*** Block opens ***
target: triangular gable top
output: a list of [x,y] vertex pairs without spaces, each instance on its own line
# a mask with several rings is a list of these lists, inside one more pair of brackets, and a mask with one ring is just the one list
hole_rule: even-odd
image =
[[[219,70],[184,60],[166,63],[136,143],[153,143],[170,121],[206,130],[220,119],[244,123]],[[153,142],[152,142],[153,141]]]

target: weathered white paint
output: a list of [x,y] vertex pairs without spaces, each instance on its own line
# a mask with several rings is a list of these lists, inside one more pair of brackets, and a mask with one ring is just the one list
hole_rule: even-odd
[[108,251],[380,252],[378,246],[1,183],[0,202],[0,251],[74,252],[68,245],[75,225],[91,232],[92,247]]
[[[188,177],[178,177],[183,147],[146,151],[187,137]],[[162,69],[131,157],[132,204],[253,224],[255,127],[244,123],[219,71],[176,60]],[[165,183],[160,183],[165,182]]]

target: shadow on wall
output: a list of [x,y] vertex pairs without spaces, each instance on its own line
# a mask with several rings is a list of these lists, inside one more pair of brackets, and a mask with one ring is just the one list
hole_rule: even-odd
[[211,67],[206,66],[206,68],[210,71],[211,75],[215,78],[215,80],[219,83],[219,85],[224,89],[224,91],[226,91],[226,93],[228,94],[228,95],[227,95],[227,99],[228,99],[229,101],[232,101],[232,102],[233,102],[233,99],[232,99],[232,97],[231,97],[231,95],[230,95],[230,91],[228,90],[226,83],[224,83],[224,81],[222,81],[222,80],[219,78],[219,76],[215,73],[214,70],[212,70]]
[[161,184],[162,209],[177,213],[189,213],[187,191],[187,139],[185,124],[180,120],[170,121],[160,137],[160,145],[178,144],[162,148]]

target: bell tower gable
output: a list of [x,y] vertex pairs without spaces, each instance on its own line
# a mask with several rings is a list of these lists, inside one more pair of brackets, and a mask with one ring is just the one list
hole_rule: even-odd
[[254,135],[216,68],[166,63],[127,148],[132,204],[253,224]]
*** Block closes ***
▶ **TO DO**
From the entries above, copy every line where the word "target" shows up.

▶ **ANSWER**
target: triangular gable top
target: weathered white paint
target: shadow on wall
target: bell tower gable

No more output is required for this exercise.